• _REQUIRED WORK_:
Copy the following lines word for word, keeping every line unchanged.

• _EXCERPTED DATA_:
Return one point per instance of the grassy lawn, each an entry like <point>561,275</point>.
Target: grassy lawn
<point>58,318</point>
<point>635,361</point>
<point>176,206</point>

• _TASK SOLUTION_:
Return one point per instance of the grassy lawn, each an entry like <point>561,275</point>.
Target: grassy lawn
<point>58,318</point>
<point>635,361</point>
<point>176,206</point>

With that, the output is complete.